- [Document section]:
+++

DEPARTMENT OF COMMERCE

International Trade Administration

[A-570-932]


Certain Steel Threaded Rod From the People's Republic of China: 
Final Results and Final Partial Rescission of Antidumping Duty 
Administrative Review

AGENCY: Import Administration, International Trade Administration, 
Department of Commerce.

SUMMARY: On May 9, 2011, the Department of Commerce (``Department'') 
published the Preliminary Results of the first administrative review of 
the antidumping duty order on certain steel threaded rod (``steel 
threaded rod'') from the People's Republic of China

[[Page 68401]]

(``PRC'').\1\ We gave interested parties an opportunity to comment on 
the Preliminary Results and, based upon our analysis of the comments 
and information received, we made changes to the margin calculations 
for the final results of this review. The final weighted-average 
margins are listed below in the ``Final Results of the Review'' section 
of this notice. The period of review (``POR'') is October 8, 2008, 
through March 31, 2010.
---------------------------------------------------------------------------

    \1\ See Certain Steel Threaded Rod from the People's Republic of 
China: Preliminary Results of the First Administrative Review and 
Preliminary Rescission, in Part 76 FR 26696 (May 9, 2011) 
(``Preliminary Results'').

---------------------------------------------------------------------------
DATES: Effective Date: November 4, 2011.

FOR FURTHER INFORMATION CONTACT: Toni Dach or Steven Hampton, AD/CVD 
Operations, Office 9, Import Administration, International Trade 
Administration, U.S. Department of Commerce, 14th Street and 
Constitution Avenue NW., Washington, DC 20230; telephone: (202) 482-
1655 or (202) 482-0116, respectively.

+++

- [Source data]:
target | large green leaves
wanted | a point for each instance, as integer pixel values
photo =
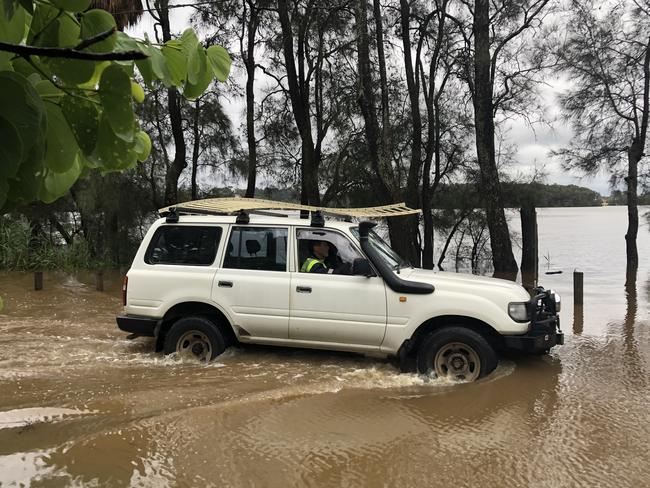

+++

- [What is being asked]: Can you reproduce, word for word, the part of the steel threaded rod notice starting with "[[Page 68401]]" and going on through "(May 9, 2011)"?

- [Complete output]:
[[Page 68401]]

(``PRC'').\1\ We gave interested parties an opportunity to comment on 
the Preliminary Results and, based upon our analysis of the comments 
and information received, we made changes to the margin calculations 
for the final results of this review. The final weighted-average 
margins are listed below in the ``Final Results of the Review'' section 
of this notice. The period of review (``POR'') is October 8, 2008, 
through March 31, 2010.
---------------------------------------------------------------------------

    \1\ See Certain Steel Threaded Rod from the People's Republic of 
China: Preliminary Results of the First Administrative Review and 
Preliminary Rescission, in Part 76 FR 26696 (May 9, 2011)